Problem set:
1 > Write out the passage of the essay on early care and education from "And it’s not" to "their biggest expenses.", word for word.
2 > Answer these questions from the essay on early care and education:
(a) How much did Louisiana allocate to early care and education before the pandemic?
(b) What percentage of children arrive at kindergarten underprepared?
(c) What share of voters in the Louisiana Policy Institute for Children survey agree that spending on early care and education is a good investment?

Given text:

---

Louisiana understands how vital early care and education is for our children, our workers, and our businesses. This is a bipartisan issue that sets children up for success and has a huge rate of return on investment. It’s time for Congress to take note.

U.S. Sens. Bill Cassidy, R-Baton Rouge, and John N. Kennedy, R-Madisonville, should look to state leadership to see how bipartisan wins are possible at the federal level. Before the pandemic, Louisiana’s Republican Legislature and Democratic Gov.John Bel Edwards worked together to allocate $18 million dollars to early care and education. As the COVID-19 pandemic made it clear that early care and education is a lifeline for families and businesses, state policymakers worked in a bipartisan fashion in the 2021 session to secure sports betting revenue as a funding source for early childhood education.

While we have been encouraged to see early care and education included in federal recovery packages, we need representatives on Capitol Hill to set aside partisan differences and deliver long-term results for children.

With 90% of brain development occurring before age five, we must grow our capacity of high-quality early care and education to ensure that it is accessible to every child, allowing them to get the best possible start in life. Currently, 60% of children arrive underprepared to kindergarten, meaning our teachers are in remediation-mode on day one.

Two-thirds of Louisiana children under the age of 5 have both parents — or their single parent — in the workforce. These thousands of parents rely on early care and education options.

And it’s not just kids and families who depend on early care and education. Louisiana suffers a $1.3 billion economic loss every year due to child care issues. According to a report from the Louisiana Early Childhood Care and Education Commission, the future can play out in one of two ways. If policymakers sufficiently fund early care and education, Louisiana will receive a $1.8 billion economic gain over the next ten years. If they kick the can down the road, we will suffer a $12 billion economic loss.

This isn’t a tough decision. A Louisiana Policy Institute for Children survey found that 80% of voters agree that spending on early care and education is a good investment. The survey also found that 53% of respondents acknowledged that child care costs are one of their biggest expenses.

Child care has always been imperative and it’s beyond time that we fund it adequately. It’s an investment that yields an immediate return for today’s workforce and enhances future growth and opportunities for children — the workforce of the future. Voters agree. The state Legislature agrees. It’s time for Congress to get on board, reach across the aisle and find solutions. This is the most urgent issue facing children, families, and our future state economies.

Libbie Sonnier is executive director of the Louisiana Policy Institute for Children. Christy Gleason is executive director of Save the Children Action Network.

---

Records from a data collection:
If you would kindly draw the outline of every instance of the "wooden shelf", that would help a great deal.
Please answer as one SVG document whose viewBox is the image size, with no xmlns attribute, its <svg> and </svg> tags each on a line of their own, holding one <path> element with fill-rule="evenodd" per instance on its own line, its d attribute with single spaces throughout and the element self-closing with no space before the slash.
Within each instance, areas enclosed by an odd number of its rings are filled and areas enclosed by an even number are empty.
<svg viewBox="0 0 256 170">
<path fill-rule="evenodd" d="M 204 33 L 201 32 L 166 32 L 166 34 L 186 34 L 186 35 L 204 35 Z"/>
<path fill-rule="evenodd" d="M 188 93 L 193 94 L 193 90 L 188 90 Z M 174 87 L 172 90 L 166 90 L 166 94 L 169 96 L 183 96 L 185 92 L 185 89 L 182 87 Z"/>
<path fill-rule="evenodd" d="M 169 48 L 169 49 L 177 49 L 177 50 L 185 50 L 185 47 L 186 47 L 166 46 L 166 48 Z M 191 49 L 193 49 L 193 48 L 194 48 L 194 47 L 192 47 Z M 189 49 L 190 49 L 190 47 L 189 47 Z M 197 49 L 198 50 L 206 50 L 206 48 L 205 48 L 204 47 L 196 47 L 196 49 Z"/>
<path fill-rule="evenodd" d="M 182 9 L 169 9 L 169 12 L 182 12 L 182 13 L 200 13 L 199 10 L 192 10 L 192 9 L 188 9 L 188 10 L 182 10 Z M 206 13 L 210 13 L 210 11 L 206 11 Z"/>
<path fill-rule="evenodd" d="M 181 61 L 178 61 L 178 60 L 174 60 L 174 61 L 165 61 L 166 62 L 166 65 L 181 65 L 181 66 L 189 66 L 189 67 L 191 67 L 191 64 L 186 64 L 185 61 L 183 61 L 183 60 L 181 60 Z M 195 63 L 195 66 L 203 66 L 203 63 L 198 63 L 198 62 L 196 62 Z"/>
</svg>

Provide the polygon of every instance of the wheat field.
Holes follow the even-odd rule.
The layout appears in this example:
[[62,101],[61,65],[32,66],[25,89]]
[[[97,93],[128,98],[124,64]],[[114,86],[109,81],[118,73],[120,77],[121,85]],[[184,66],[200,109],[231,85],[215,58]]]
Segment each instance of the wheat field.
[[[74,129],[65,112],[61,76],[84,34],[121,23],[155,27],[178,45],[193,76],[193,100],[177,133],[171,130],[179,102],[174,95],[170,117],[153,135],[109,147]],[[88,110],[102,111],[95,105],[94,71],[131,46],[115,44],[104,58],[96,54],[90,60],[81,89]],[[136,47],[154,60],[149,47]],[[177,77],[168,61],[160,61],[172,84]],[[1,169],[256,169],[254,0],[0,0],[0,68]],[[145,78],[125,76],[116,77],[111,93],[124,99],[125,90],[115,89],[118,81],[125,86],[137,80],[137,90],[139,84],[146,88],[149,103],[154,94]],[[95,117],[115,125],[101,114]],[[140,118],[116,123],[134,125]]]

---

Solutions in order:
1 >
And it’s not just kids and families who depend on early care and education. Louisiana suffers a $1.3 billion economic loss every year due to child care issues. According to a report from the Louisiana Early Childhood Care and Education Commission, the future can play out in one of two ways. If policymakers sufficiently fund early care and education, Louisiana will receive a $1.8 billion economic gain over the next ten years. If they kick the can down the road, we will suffer a $12 billion economic loss.

This isn’t a tough decision. A Louisiana Policy Institute for Children survey found that 80% of voters agree that spending on early care and education is a good investment. The survey also found that 53% of respondents acknowledged that child care costs are one of their biggest expenses.

2 >
(a) $18 million
(b) 60%
(c) 80%